**SELECTED EXCERPT**.
· · · ·
Ask Slashdot: Cloud Service On a Budget?
First time accepted submitter MadC0der writes "We just signed a project with a very large company. We are a computer vision based company and our project gathers images from a facility from PA. Our company is located in TN. The company we're gather images from is on a very high speed fiber optic network. However, being a small company of 11 developers, and 1 systems engineer, we're on a business class 100mb cable connection which works well for us but not in this situation. The information gathered from the client in PA is s 1½mb .bmp image, along with a 3mb Depth map file, making each snapshot a little under 5 megs. This may sound small, but images are taken every 3-5 seconds. This can lead to a very large amount of data captured and transferred each day. Our facility is incapable of handling such large transfers without effecting internal network performance. We've come to the conclusion that a cloud service would be the best solution for our problem. We're now thinking the customer's workstation will sync the data with the cloud, and we can automate pulling the data during off hours so we won't encounter congestion for analysis. Can anyone help suggest a stable, fairly price cloud solution that will sync large amounts for offsite data for retrieval at our convenience (nightly Rsync script should handle this process)?
Bring your own server. Depending on the time frame/duration of the project, it might be more cost effective to rent a quarter or half rack in a datacenter and build/buy your own servers. High initial up front cost, but does save money in the long run.
· · · ·
**DATA EXCERPTS**.
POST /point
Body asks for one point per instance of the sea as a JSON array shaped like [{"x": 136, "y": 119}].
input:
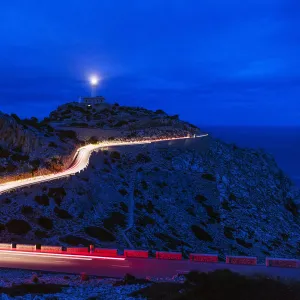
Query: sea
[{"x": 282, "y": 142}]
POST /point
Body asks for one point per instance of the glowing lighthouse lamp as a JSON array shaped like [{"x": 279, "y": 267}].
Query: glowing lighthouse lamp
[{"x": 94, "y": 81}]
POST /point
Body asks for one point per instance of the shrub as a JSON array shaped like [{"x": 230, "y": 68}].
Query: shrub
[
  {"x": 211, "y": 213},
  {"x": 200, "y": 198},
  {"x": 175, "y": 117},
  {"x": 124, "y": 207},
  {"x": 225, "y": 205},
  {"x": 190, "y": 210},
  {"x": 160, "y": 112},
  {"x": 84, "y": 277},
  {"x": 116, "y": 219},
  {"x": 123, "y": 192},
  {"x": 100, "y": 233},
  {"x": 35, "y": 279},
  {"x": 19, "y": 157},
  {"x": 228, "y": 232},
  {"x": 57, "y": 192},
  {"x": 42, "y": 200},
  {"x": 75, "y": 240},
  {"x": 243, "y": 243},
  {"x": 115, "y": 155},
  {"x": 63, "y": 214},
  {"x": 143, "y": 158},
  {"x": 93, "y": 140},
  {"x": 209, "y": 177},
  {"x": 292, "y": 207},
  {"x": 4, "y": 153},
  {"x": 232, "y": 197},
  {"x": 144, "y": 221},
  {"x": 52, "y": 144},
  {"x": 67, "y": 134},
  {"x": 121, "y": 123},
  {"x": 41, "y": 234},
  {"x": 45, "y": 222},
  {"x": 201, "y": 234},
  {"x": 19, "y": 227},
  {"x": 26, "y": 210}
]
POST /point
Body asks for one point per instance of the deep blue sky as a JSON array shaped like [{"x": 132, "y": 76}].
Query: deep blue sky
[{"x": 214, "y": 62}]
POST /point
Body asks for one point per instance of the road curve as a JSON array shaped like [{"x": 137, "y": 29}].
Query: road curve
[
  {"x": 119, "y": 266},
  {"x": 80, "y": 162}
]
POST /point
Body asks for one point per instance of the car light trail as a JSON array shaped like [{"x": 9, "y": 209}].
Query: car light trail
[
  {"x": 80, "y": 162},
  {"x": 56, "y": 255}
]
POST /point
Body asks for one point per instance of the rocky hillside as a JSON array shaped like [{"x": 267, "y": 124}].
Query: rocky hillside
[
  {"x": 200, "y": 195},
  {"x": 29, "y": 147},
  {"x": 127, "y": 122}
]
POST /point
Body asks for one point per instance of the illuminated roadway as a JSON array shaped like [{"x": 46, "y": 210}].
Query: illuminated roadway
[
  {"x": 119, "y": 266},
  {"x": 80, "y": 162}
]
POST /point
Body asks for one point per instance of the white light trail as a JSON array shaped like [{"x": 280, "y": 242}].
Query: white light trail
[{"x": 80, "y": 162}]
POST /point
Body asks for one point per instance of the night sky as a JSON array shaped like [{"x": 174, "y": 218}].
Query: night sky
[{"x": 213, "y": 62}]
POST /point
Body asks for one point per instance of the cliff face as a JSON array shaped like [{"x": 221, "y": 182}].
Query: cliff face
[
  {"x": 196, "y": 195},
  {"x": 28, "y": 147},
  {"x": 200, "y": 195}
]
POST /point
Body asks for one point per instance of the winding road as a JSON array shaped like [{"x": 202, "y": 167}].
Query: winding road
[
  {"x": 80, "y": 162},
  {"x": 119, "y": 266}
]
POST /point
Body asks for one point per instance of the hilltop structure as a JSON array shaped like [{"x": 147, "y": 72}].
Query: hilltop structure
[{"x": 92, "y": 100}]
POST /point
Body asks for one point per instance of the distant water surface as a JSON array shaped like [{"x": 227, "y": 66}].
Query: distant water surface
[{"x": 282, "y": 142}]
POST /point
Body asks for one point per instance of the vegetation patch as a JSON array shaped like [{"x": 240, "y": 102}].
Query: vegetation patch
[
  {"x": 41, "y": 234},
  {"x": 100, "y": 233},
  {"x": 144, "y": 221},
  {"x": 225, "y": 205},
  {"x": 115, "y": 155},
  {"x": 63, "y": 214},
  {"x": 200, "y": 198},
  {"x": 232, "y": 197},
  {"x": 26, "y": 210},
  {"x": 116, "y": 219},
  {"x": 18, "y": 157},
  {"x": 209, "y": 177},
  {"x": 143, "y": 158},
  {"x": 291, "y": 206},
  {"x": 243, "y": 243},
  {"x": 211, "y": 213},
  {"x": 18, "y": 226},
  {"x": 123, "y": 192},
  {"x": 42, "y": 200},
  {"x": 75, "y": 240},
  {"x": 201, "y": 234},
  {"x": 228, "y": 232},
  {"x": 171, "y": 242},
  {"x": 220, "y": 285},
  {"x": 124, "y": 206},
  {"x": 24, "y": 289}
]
· · · ·
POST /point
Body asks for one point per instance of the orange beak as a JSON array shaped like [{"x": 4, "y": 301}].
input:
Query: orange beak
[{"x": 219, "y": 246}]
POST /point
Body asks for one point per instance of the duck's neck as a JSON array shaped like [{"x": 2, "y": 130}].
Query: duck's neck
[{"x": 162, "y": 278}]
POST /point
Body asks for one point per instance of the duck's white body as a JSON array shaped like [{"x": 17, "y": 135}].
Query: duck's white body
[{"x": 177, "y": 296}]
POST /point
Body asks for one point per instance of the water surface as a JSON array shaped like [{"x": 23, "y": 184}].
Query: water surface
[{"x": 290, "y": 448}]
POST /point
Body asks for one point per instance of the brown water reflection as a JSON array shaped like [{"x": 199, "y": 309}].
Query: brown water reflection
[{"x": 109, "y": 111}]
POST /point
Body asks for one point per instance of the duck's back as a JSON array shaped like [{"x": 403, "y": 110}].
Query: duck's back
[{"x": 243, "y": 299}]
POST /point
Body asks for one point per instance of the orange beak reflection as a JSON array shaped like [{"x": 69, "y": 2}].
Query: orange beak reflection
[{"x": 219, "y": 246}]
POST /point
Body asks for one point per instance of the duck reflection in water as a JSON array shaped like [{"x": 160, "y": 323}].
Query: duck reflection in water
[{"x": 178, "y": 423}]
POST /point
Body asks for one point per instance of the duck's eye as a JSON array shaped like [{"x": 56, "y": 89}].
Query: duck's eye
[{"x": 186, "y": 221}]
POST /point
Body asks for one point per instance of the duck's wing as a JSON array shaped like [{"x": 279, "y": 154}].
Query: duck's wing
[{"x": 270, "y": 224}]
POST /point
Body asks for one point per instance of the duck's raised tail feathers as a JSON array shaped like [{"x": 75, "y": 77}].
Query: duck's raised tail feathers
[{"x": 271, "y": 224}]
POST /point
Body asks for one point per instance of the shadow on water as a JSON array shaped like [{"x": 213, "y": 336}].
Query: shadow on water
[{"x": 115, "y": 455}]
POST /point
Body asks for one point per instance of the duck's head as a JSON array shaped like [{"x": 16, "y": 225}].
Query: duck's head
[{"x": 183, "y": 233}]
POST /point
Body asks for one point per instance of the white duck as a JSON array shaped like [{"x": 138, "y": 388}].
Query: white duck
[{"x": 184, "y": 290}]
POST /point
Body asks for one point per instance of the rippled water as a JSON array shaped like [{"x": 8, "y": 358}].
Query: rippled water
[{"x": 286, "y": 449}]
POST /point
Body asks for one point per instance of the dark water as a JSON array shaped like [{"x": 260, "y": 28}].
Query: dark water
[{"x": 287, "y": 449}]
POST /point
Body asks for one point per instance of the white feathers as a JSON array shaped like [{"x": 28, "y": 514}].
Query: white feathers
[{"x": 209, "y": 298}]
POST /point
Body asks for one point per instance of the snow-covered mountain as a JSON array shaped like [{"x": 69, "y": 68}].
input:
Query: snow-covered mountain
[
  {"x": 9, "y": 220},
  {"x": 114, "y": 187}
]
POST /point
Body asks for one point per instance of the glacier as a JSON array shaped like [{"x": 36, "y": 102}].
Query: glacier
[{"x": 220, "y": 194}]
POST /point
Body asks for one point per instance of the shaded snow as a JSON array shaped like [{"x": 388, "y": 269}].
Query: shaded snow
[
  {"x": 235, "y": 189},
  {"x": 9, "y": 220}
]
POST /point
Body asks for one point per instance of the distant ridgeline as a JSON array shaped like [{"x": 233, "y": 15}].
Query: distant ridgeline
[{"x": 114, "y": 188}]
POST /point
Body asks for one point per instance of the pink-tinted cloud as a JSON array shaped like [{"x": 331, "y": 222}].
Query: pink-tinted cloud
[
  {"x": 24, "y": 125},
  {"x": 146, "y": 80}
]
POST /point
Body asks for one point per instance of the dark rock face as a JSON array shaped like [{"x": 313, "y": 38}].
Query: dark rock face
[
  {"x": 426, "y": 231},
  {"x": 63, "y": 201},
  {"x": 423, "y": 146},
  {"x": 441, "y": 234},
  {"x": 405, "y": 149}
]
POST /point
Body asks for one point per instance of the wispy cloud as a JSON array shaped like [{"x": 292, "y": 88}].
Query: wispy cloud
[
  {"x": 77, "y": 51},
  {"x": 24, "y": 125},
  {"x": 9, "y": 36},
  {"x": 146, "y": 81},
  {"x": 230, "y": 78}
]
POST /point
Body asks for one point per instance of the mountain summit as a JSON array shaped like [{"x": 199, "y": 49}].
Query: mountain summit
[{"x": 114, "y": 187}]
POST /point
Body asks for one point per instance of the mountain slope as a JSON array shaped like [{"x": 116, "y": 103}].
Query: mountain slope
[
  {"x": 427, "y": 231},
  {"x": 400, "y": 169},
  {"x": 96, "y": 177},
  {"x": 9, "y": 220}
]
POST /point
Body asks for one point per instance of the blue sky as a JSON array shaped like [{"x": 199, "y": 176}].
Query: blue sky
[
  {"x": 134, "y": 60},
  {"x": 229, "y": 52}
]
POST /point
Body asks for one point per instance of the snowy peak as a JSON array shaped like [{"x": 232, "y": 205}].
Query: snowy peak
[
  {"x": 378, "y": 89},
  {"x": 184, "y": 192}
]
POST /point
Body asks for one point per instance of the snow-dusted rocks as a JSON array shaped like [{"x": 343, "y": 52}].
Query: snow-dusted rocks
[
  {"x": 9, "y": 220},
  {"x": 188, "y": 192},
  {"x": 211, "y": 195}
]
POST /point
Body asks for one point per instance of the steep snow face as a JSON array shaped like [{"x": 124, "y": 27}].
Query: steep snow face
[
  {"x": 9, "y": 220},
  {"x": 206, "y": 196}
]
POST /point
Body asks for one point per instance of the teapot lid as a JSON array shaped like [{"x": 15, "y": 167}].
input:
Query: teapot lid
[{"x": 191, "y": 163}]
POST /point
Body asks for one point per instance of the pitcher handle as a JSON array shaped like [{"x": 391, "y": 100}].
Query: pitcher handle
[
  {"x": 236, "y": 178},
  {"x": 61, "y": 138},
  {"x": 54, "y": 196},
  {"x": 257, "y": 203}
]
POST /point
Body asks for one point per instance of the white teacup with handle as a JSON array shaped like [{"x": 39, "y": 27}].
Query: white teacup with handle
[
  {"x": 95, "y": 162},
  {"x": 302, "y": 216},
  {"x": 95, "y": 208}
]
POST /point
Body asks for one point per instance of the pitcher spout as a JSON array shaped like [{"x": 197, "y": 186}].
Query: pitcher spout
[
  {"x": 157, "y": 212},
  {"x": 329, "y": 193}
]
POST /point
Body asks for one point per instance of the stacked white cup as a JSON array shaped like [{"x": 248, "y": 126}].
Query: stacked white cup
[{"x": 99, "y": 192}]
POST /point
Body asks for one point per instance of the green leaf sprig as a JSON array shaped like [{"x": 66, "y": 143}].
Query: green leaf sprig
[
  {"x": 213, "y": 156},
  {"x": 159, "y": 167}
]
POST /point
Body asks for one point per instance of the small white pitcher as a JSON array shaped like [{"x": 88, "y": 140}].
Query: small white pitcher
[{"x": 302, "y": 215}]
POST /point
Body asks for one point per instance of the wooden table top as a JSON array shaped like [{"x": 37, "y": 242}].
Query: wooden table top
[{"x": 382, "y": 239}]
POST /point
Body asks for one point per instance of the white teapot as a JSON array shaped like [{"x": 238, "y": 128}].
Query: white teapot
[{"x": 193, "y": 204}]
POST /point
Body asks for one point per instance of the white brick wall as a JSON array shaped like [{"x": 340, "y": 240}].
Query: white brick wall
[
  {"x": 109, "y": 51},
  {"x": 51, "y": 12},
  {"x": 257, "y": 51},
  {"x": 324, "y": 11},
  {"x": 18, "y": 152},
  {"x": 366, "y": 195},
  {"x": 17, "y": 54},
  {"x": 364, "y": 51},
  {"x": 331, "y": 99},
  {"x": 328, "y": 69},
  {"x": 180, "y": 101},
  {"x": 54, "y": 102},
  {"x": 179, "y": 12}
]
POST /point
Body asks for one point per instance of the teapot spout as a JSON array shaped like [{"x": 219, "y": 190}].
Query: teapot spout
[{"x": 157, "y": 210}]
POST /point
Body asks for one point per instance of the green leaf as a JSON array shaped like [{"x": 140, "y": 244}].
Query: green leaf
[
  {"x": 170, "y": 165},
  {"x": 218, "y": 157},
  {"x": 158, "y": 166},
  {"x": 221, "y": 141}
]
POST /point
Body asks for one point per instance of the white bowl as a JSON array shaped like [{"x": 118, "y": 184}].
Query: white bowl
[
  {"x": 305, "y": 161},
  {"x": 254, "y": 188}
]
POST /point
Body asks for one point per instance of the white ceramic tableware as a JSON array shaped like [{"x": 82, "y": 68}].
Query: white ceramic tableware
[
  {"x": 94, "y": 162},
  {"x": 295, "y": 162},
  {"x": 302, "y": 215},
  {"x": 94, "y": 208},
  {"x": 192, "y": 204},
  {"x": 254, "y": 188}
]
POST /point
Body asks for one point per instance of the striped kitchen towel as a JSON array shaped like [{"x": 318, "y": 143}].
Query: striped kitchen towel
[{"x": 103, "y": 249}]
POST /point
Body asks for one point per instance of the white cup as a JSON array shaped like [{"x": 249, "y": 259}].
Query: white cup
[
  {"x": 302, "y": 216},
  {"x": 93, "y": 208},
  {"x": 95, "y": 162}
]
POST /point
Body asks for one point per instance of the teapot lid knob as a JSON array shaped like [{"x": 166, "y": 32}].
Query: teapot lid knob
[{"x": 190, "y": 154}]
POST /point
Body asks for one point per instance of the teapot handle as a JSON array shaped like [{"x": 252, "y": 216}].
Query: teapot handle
· · · ·
**CHALLENGES**.
A – In the Slashdot thread on budget cloud service, how often are images taken at the facility in PA?
B – Carry on the Slashdot thread on budget cloud service from where it stops.

**RESULTS FOR EACH TASK**.
A – Every 3-5 seconds.

B –
...WHY are you using BMP in the first place? Does whatever you're generating these on not have the processing capability to compress to PNG before transferring? I mean it SOUNDS like it'd save 10-20% off the total transfer...Anyways, what I'd do is I'd simply plop a server rack at the source that takes all the images for a given hour or whatever, tar.gz.bz2.whatevers them & send them over. Otherwise, I mean, Amazon wouldn't be TERRIBLE?
the sales guy oversold your capabilities. Instead of asking about cloud options, why don't you just pick a server host with a good reputation (Amazon and Rackspace come to mind) and pass the costs onto the client?
sysadmins and parents of newborns get the same amount of sleep.
Assuming you don't need real time analysis(doesn't look like it from problem description). Send a couple 500gb hard drives and have someone mail you the daily load of images each day with overnight shipping.
Assuming 5MB of data every 5 seconds, you're dealing with ~90GB of data a day. So, looking at Amazon's pricing model (http://aws.amazon.com/s3/pricing/), assuming you delete the data after you pull it, the storage total should be in the range of $0.095 * 90GB = $8.55/mo. Transfers into S3 are free. You'll be transfering ~2.7TB/mo out (90GB*30), at $0.120/GB, that's $324.00/mo in transfer fees.
Now, if that data isn't being accumulated 24/7 (ie. if it's only 8/5 for example), that lowers your monthly fees to the $80 range. Sure, you can shop around for someone who will charge you less for transfers (though if they're not charging at all, they may start complaining at the volume you're transfering data around), but $350/mo in fees to help keep a project that's making you money from killing your network? Would sound doable to me.
That huge bandwidth is a major load requirement of the project. That bandwidth is going to cost you or your client too much money. I think you should simply look into separating the functionality so you can do the analysis on customer site, and you only "get"(pulling from db, webservice, or a rss feed) the analysis results right there on customer's site, and the rest of your application sit where it is now. From the sounds of it the images are first saved somewhere on customer's network, so perhaps it is not much of a stretch to install your analysis app right there?
if you're going to sync nightly anyway, why bother with a cloud service? just sync at night.
// -- http://www.BRAD-X.com/ --
You're probably going to pay less for a second cable modem line than you will to store that much data in the cloud. Cloud processing is fairly cheap - cloud storage is expensive.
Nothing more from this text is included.